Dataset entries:
———

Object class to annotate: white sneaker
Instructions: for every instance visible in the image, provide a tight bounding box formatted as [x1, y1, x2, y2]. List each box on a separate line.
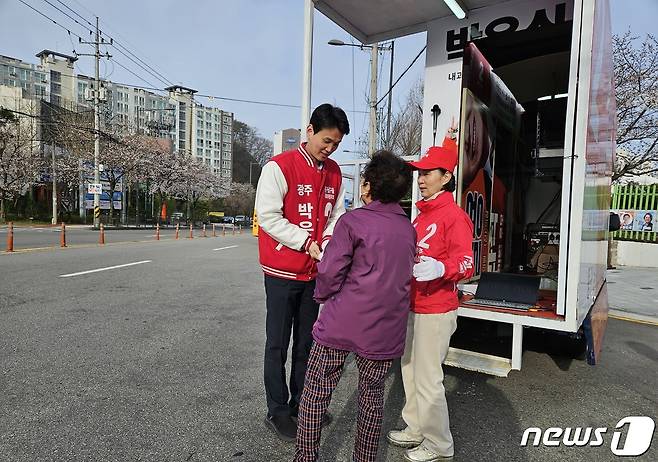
[404, 445, 453, 462]
[386, 428, 424, 448]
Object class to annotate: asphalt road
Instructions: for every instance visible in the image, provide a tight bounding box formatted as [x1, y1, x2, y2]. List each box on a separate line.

———

[Your task]: Copy out every entry above word for word; omit the images.

[Task solution]:
Object class to annotate: white sneaker
Instructions: for every instance visible in the image, provide a tight bounding box formatted as [x1, y1, x2, y2]. List each box on a separate line.
[404, 445, 453, 462]
[386, 428, 424, 448]
Object class to annotate: asphalt road
Instructions: for every instance visible in the image, provide a tight bounding box formatted as [x1, y1, x2, y2]. List each box on a separate line.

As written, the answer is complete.